• **What to do**:
Reproduce verbatim the lines of the data below, everything from the line containing "trace boy in red shirt" down to the line containing "81], [215, 81]]", with both of those lines included.

[Dataset excerpt]

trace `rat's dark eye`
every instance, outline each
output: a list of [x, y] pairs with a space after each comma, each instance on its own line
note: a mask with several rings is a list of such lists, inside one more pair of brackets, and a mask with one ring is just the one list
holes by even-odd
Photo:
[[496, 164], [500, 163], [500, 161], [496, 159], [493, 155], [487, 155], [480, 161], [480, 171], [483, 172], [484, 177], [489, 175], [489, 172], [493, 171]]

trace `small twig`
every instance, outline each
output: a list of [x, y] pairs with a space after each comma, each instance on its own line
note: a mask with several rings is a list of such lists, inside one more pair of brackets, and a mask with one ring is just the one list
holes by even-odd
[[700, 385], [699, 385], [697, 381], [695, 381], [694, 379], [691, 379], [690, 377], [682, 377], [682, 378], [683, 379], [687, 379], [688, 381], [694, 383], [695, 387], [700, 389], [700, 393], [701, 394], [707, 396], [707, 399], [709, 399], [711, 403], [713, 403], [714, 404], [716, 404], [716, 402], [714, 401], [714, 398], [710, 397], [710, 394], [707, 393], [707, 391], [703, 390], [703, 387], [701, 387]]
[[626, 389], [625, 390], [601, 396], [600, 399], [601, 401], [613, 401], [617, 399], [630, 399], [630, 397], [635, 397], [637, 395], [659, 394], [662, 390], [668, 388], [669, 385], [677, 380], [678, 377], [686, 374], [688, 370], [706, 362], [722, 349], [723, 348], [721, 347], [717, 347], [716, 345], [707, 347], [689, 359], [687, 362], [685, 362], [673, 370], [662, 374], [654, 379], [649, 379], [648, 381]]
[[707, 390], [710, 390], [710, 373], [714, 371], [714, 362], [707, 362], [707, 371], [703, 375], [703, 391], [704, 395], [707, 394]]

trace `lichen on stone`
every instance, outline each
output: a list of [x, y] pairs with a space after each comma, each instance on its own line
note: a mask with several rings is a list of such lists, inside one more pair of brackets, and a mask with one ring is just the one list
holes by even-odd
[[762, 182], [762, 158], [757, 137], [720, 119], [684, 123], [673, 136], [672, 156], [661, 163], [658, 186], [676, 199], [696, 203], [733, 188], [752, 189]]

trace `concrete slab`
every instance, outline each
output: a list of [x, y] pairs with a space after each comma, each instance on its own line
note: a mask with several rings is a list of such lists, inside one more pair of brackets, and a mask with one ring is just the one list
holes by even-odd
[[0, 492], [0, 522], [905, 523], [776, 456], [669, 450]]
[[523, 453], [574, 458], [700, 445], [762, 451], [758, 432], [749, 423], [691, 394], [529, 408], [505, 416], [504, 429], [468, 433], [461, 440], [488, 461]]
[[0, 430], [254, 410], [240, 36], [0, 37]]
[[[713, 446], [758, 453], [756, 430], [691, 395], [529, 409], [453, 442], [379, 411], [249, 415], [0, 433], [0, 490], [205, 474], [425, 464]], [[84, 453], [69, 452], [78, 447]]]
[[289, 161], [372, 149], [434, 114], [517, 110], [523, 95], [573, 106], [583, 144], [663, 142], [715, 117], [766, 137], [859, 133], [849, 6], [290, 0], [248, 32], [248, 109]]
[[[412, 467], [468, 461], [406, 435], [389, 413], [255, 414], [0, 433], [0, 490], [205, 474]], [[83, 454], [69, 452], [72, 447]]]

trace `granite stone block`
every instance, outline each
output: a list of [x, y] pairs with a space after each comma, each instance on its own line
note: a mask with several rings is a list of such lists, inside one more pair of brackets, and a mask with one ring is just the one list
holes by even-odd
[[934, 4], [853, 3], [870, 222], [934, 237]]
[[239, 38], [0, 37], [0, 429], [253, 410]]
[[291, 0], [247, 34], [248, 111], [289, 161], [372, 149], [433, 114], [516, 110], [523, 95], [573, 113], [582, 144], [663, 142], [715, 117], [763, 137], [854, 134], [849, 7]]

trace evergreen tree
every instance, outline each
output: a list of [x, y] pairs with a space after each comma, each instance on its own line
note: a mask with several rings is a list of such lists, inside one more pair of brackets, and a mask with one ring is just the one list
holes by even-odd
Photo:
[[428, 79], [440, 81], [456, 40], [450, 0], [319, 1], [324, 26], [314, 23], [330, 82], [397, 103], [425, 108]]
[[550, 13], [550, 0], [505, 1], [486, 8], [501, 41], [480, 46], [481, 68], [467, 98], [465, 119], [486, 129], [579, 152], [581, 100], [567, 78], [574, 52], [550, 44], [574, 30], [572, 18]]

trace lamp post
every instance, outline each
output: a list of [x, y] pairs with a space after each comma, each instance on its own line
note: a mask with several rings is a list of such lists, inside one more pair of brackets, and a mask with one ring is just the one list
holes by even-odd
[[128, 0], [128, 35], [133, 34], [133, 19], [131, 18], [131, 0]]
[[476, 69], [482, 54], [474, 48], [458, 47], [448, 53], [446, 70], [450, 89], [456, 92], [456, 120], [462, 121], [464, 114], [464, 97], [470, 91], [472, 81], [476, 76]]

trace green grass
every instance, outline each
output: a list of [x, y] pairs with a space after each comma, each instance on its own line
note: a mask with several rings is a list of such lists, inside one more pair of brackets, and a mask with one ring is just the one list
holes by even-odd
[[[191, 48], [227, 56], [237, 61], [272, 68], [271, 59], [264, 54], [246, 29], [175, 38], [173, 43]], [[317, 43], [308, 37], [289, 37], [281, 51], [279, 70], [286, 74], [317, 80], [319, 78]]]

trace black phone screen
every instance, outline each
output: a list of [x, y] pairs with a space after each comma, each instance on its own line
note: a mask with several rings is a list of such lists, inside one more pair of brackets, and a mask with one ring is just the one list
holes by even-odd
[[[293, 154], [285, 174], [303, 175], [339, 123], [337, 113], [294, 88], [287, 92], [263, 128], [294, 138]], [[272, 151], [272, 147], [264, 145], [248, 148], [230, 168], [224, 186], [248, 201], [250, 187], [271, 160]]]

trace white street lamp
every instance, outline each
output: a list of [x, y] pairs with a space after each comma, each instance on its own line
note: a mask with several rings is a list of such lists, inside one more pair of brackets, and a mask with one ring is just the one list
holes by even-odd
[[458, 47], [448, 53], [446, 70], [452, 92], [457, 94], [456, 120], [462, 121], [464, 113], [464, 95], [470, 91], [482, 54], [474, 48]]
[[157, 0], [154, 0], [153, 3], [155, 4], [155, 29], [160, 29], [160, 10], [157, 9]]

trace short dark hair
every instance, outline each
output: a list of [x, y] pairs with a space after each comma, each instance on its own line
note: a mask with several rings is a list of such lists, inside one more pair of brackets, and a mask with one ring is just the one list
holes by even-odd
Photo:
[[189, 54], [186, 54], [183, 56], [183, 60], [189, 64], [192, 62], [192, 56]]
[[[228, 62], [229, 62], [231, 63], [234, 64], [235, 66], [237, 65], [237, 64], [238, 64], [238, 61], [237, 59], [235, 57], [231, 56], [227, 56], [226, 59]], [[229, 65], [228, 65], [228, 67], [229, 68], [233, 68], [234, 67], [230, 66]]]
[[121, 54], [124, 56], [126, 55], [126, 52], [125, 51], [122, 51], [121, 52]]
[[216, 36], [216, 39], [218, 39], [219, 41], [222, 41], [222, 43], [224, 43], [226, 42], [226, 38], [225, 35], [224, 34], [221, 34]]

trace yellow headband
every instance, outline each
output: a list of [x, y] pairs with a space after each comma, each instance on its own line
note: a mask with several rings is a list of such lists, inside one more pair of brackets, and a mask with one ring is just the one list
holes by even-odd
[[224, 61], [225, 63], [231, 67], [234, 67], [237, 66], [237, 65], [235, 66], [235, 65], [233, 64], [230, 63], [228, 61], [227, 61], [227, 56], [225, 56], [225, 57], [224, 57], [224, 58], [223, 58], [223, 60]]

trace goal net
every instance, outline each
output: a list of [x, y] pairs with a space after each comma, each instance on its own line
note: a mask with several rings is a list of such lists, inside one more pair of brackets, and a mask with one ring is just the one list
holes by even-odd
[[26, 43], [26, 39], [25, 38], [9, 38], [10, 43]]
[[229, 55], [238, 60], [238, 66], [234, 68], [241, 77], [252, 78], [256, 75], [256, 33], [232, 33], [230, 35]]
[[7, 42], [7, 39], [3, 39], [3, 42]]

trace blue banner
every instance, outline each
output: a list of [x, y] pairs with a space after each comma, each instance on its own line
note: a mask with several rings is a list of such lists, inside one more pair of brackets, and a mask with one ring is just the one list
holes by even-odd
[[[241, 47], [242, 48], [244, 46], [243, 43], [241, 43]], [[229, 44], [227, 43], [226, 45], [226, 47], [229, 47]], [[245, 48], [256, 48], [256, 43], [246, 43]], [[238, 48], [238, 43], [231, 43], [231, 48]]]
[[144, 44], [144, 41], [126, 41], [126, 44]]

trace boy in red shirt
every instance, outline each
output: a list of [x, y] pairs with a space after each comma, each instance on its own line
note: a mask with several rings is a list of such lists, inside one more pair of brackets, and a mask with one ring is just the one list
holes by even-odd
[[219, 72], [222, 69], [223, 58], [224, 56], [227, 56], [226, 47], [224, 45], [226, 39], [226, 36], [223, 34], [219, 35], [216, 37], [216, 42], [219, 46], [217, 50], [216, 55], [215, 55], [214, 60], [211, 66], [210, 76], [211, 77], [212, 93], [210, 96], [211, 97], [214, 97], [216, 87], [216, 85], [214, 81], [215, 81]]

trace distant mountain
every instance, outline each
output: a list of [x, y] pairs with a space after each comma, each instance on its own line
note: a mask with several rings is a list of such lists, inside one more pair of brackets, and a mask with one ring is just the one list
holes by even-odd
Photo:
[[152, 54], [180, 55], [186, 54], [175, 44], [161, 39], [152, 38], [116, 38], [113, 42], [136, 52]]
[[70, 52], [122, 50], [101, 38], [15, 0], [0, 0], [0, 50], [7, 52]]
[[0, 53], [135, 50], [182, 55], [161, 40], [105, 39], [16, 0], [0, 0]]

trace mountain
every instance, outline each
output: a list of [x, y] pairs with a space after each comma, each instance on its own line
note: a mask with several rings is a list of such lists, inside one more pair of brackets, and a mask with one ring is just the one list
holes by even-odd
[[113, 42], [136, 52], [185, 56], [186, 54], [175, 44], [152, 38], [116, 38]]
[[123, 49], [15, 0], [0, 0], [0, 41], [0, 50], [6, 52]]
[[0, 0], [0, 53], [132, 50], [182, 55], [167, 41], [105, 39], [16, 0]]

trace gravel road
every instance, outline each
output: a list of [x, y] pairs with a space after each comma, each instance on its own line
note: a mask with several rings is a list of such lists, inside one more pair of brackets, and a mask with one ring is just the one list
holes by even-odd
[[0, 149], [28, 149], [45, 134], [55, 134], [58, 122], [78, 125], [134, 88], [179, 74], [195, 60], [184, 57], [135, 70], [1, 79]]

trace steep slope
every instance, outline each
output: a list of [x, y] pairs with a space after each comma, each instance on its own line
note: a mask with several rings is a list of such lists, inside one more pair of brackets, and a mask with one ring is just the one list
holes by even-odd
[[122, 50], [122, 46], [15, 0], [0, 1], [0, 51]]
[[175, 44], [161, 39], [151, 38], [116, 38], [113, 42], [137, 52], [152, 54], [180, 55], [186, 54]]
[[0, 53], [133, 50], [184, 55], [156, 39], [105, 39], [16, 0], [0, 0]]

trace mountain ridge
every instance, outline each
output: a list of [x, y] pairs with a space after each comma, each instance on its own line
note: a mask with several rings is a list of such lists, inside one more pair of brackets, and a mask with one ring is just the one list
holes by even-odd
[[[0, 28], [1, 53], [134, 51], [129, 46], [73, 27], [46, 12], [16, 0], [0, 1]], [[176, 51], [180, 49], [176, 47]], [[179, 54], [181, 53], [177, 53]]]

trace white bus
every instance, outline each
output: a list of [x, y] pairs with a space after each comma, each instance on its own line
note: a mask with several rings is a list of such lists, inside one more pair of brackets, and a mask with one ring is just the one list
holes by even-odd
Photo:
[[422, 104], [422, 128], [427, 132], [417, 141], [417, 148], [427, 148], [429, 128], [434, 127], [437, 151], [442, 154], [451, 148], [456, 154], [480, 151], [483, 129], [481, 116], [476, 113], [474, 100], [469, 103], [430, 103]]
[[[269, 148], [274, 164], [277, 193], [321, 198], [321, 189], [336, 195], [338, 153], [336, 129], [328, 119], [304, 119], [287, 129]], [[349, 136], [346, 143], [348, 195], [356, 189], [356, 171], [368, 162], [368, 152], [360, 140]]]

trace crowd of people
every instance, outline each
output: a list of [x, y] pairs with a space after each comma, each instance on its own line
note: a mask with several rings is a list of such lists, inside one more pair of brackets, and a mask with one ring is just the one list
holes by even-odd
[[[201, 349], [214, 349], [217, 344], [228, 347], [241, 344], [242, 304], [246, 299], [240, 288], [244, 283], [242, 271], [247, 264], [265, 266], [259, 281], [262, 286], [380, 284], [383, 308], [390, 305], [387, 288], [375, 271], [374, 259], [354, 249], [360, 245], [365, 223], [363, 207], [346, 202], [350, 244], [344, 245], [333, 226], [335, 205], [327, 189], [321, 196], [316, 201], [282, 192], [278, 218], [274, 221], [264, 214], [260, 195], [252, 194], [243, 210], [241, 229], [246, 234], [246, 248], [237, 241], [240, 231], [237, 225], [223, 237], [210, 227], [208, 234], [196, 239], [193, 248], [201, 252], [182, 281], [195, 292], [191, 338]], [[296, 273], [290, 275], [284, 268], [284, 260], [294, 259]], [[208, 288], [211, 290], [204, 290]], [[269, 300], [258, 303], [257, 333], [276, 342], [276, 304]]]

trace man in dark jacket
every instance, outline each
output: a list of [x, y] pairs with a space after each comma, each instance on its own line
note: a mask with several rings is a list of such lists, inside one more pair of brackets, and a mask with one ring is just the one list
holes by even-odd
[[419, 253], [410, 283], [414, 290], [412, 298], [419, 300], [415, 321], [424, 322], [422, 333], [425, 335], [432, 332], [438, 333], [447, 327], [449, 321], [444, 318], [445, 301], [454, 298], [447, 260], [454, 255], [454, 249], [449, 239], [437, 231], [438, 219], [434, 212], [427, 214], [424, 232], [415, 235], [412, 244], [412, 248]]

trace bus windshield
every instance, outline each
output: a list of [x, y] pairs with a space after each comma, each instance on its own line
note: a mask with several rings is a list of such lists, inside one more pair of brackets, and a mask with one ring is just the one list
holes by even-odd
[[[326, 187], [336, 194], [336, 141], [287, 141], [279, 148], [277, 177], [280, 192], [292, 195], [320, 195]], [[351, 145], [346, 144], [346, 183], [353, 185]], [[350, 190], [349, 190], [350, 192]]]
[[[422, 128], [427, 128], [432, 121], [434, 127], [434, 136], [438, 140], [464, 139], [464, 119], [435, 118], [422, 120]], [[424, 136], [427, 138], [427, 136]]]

• **Answer to this problem**:
trace boy in red shirt
every instance, outline each
output: a list of [x, y] pairs with a space after each comma, each instance on its own line
note: a mask with several rings is a list of such lists, inside one more pair of brackets, and a mask with one ring is just the one list
holes by even-odd
[[219, 72], [222, 69], [223, 58], [224, 56], [227, 56], [226, 47], [224, 45], [226, 39], [226, 36], [223, 34], [219, 35], [216, 37], [216, 42], [219, 46], [217, 50], [216, 55], [215, 55], [214, 60], [211, 66], [210, 76], [211, 77], [212, 93], [210, 96], [211, 97], [214, 97], [216, 87], [216, 85], [214, 81], [215, 81]]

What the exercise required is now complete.